Extract section start
An estimated 600 stillbirths annually could be prevented if maternity units adopt national best practice according to an independent evaluation, which includes University of Manchester experts
Clinical improvements such as better monitoring of a baby’s growth and movement in pregnancy, as well as better monitoring in labour, means that maternity staff have helped save more than 160 babies’ lives across 19 maternity units, according to an independent evaluation due to be published today
The detailed report shows that stillbirths fell by a fifth at the maternity units where national guidance, known as the Saving Babies Lives Care Bundle, had been implemented. The best practice guidance is now being introduced across the country and has the potential if these findings were replicated, to prevent an estimated 600 stillbirths.
The Saving Babies Lives Care Bundle is part of ambitious plans by NHS England to make maternity care safer and more personal.
Extract section end
• **What to work on**: Copy out the stillbirth article in full, word for word. The lines after this sentence are separate material with no connection to the stillbirth article.
Data excerpt section start
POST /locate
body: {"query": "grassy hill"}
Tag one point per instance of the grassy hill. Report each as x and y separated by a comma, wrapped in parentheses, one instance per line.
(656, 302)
Data excerpt section end
• **Final answer**:
An estimated 600 stillbirths annually could be prevented if maternity units adopt national best practice according to an independent evaluation, which includes University of Manchester experts
Clinical improvements such as better monitoring of a baby’s growth and movement in pregnancy, as well as better monitoring in labour, means that maternity staff have helped save more than 160 babies’ lives across 19 maternity units, according to an independent evaluation due to be published today
The detailed report shows that stillbirths fell by a fifth at the maternity units where national guidance, known as the Saving Babies Lives Care Bundle, had been implemented. The best practice guidance is now being introduced across the country and has the potential if these findings were replicated, to prevent an estimated 600 stillbirths.
The Saving Babies Lives Care Bundle is part of ambitious plans by NHS England to make maternity care safer and more personal.